▶ _Brief_
For each record here, output an exact copy.
Extracted data Start Marker
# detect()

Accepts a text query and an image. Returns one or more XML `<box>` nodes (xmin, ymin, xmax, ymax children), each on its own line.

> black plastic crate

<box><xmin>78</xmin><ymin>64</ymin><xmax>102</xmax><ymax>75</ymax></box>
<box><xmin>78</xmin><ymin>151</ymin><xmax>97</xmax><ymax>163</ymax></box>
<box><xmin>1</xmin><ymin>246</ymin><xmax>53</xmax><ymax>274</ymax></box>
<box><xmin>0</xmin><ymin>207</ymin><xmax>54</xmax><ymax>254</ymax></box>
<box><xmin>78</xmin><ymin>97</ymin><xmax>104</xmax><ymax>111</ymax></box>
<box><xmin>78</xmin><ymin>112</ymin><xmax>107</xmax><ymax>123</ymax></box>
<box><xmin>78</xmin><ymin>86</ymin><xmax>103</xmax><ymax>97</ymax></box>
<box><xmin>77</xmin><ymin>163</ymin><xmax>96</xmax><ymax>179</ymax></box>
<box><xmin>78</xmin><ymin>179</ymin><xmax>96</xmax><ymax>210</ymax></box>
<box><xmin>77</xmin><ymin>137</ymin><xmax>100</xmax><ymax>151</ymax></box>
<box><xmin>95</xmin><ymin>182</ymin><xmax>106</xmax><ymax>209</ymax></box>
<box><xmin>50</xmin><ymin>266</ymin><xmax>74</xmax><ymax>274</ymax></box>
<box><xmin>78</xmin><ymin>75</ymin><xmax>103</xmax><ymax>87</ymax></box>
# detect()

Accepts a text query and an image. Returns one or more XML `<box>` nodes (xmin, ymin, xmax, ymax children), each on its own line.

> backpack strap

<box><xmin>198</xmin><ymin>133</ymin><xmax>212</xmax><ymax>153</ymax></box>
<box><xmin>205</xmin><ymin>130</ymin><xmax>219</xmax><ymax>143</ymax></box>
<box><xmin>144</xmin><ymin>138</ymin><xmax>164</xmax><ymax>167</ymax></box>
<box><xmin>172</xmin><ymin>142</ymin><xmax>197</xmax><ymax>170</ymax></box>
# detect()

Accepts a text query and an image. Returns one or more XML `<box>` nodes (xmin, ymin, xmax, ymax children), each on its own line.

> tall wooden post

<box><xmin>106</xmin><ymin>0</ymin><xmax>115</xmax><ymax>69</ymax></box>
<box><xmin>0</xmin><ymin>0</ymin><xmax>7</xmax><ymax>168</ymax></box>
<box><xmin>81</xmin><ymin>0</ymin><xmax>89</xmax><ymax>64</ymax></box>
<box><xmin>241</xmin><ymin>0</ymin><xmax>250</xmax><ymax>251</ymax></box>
Extracted data End Marker
▶ _Response box_
# detect()

Accepts a text query and an image. Returns one or more XML `<box>` nodes (xmin, ymin, xmax, ymax children), each on its own line.

> black plastic crate

<box><xmin>78</xmin><ymin>64</ymin><xmax>102</xmax><ymax>75</ymax></box>
<box><xmin>78</xmin><ymin>151</ymin><xmax>97</xmax><ymax>163</ymax></box>
<box><xmin>1</xmin><ymin>246</ymin><xmax>53</xmax><ymax>274</ymax></box>
<box><xmin>0</xmin><ymin>207</ymin><xmax>54</xmax><ymax>254</ymax></box>
<box><xmin>78</xmin><ymin>97</ymin><xmax>104</xmax><ymax>111</ymax></box>
<box><xmin>78</xmin><ymin>112</ymin><xmax>107</xmax><ymax>123</ymax></box>
<box><xmin>78</xmin><ymin>86</ymin><xmax>103</xmax><ymax>97</ymax></box>
<box><xmin>77</xmin><ymin>163</ymin><xmax>96</xmax><ymax>179</ymax></box>
<box><xmin>78</xmin><ymin>179</ymin><xmax>96</xmax><ymax>210</ymax></box>
<box><xmin>77</xmin><ymin>137</ymin><xmax>100</xmax><ymax>151</ymax></box>
<box><xmin>95</xmin><ymin>182</ymin><xmax>106</xmax><ymax>209</ymax></box>
<box><xmin>50</xmin><ymin>266</ymin><xmax>74</xmax><ymax>274</ymax></box>
<box><xmin>78</xmin><ymin>75</ymin><xmax>103</xmax><ymax>87</ymax></box>
# detect()

Accepts a text query and an image. Returns one or more XML `<box>` nodes (xmin, ymin, xmax, ymax children), each on its own line.

> backpack strap

<box><xmin>198</xmin><ymin>133</ymin><xmax>212</xmax><ymax>153</ymax></box>
<box><xmin>205</xmin><ymin>130</ymin><xmax>219</xmax><ymax>143</ymax></box>
<box><xmin>144</xmin><ymin>138</ymin><xmax>164</xmax><ymax>167</ymax></box>
<box><xmin>172</xmin><ymin>142</ymin><xmax>197</xmax><ymax>170</ymax></box>
# detect()

Accepts a text query and an image. Returns one or more XML `<box>` nodes (xmin, ymin, xmax, ymax children), each on its own line.

> tall wooden post

<box><xmin>106</xmin><ymin>0</ymin><xmax>115</xmax><ymax>69</ymax></box>
<box><xmin>0</xmin><ymin>0</ymin><xmax>7</xmax><ymax>168</ymax></box>
<box><xmin>81</xmin><ymin>0</ymin><xmax>89</xmax><ymax>64</ymax></box>
<box><xmin>241</xmin><ymin>0</ymin><xmax>250</xmax><ymax>251</ymax></box>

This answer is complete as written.